▶ GIVEN TEXT
★ ★ ★
SECTION 5.    Reaffirmation of Credit Agreement. This Amendment shall be deemed to be an amendment to the Credit Agreement, and the Credit Agreement, as amended hereby, is hereby ratified, approved and confirmed in each and every respect and shall continue in full force and effect. All references to the Credit Agreement herein and in any other document, instrument, agreement or writing shall hereafter be deemed to refer to the Credit Agreement as amended hereby.

SECTION 6.    Governing Law. THIS AMENDMENT SHALL BE CONSTRUED IN ACCORDANCE WITH AND GOVERNED BY THE LAWS OF THE STATE OF NEW YORK.

SECTION 7.    Severability of Provisions. Any provision of this Amendment held to be invalid, illegal or unenforceable in any jurisdiction shall, as to such jurisdiction, be ineffective to the extent of such invalidity, illegality or unenforceability without affecting the validity, legality and enforceability of the remaining provisions hereof; and the invalidity of a particular provision in a particular jurisdiction shall not invalidate such provision in any other jurisdiction.
★ ★ ★
Data entries:
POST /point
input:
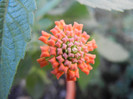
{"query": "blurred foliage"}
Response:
(111, 77)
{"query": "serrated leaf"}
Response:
(15, 19)
(110, 50)
(118, 5)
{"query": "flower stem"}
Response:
(70, 90)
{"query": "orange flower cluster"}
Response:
(67, 50)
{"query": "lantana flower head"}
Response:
(67, 50)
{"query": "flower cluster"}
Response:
(67, 50)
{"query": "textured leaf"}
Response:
(15, 19)
(110, 50)
(85, 79)
(118, 5)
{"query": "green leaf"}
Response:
(85, 79)
(36, 82)
(15, 19)
(118, 5)
(110, 50)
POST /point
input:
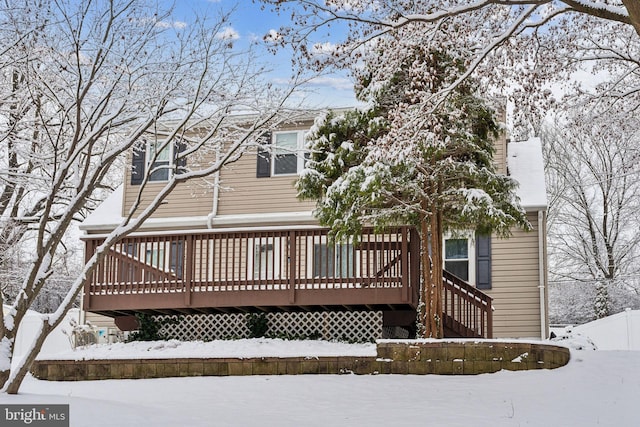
★ ★ ★
▶ SET TASKS
(1) From the amendment excerpt, return the passage between "SECTION 5.    Reaffirmation of" and "as amended hereby.", inclusive.
(2) Decide whether each statement agrees with the amendment excerpt, answering yes or no and quoting the words of the excerpt that settle it: (a) The amendment is governed by the laws of the State of New York. (b) A provision found invalid in one jurisdiction is thereby invalid in every other jurisdiction. (c) The Credit Agreement, as amended, continues in full force and effect.

▶ COMPLETED EXERCISE
(1)
SECTION 5.    Reaffirmation of Credit Agreement. This Amendment shall be deemed to be an amendment to the Credit Agreement, and the Credit Agreement, as amended hereby, is hereby ratified, approved and confirmed in each and every respect and shall continue in full force and effect. All references to the Credit Agreement herein and in any other document, instrument, agreement or writing shall hereafter be deemed to refer to the Credit Agreement as amended hereby.

(2)
(a) Yes: "GOVERNED BY THE LAWS OF THE STATE OF NEW YORK"
(b) No: "shall not invalidate such provision in any other jurisdiction"
(c) Yes: "shall continue in full force and effect"